Travail demandé =
1. Restituez sans modification le passage du texte sur la poésie hébraïque qui commence aux mots « Le chef de file » et se termine après « Étendues du fleuve ). ».
2. Rédigez la suite du texte sur la poésie hébraïque, en reprenant après sa dernière phrase.
━━━━━ Texte ━━━━━
La poésie hébraïque entre les deux guerres choisit plutôt pour thèmes la foi messianique de la renaissance du peuple juif ou le déclin de l’individu au sein de la civilisation urbaine. Puis, elle crie l’indicible horreur des persécutions subies en Europe nazie, pour enfin chanter l’indépendance retrouvée.

Le chef de file de cette école est U. T. Grinberg (1894-1981, établi en Israël en 1924): ses recueils expriment le déracinement de l’homme moderne ‘Ema gedola veyareah  (Grande Peur et lune ); au thème de l’holocauste il consacre Rehevot hanahar  (Les Étendues du fleuve ).
━━━━━ Section des données ━━━━━
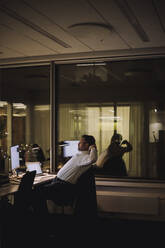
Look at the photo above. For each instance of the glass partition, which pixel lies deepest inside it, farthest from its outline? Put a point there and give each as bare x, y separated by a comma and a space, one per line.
125, 97
25, 114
━━━━━
Corrigé des consignes =
1.
Le chef de file de cette école est U. T. Grinberg (1894-1981, établi en Israël en 1924): ses recueils expriment le déracinement de l’homme moderne ‘Ema gedola veyareah  (Grande Peur et lune ); au thème de l’holocauste il consacre Rehevot hanahar  (Les Étendues du fleuve ).

2.
A. Shlonsky (1900-1973) a exercé une influence importante sur les lettres juives: son style a introduit des formes et des expressions nouvelles dans l’hébreu de la poésie. Les thèmes proprement juifs ou empruntés au rite ne sont pas entièrement absents, mais ne tiennent pas dans sa poésie la place qu’ils ont chez Grinberg, par exemple. Influencé par le symbolisme russe, en particulier par Alexander Blok, il montre à son tour le déclin de la civilisation urbaine et, par contraste, glorifie le halus  (pionnier) dans Devaï, Begalgal, ‘al mil’et  (1957, Douleur , tourbillon , solitude ). Comme ses prédécesseurs, Shlonsky est un traducteur de grande valeur: il a donné les versions hébraïques des principaux auteurs russes (Pouchkine, Gorki, Blok), comme de Brecht, de Shakespeare ou de Shaw.

N. Alterman (1910-1970) est d’abord poète lyrique avec Kohhabim bahus  (Étoiles au dehors ). Traducteur de Villon et de ballades écossaises, il en subit l’influence: Šire makot misraym  (Chants des plaies d’Égypte ) et ‘Ir hayona  (La Ville de la colombe ). Comme celui de Shlonsky, son hébreu est celui du milieu du siècle; il n’est pas volontairement archaïsant. Il n’est pas étonnant qu’il soit devenu l’auteur de chansons populaires et de refrains célèbres: ‘Anše ‘aliya hašeniya  (Les Hommes de la seconde émigration ).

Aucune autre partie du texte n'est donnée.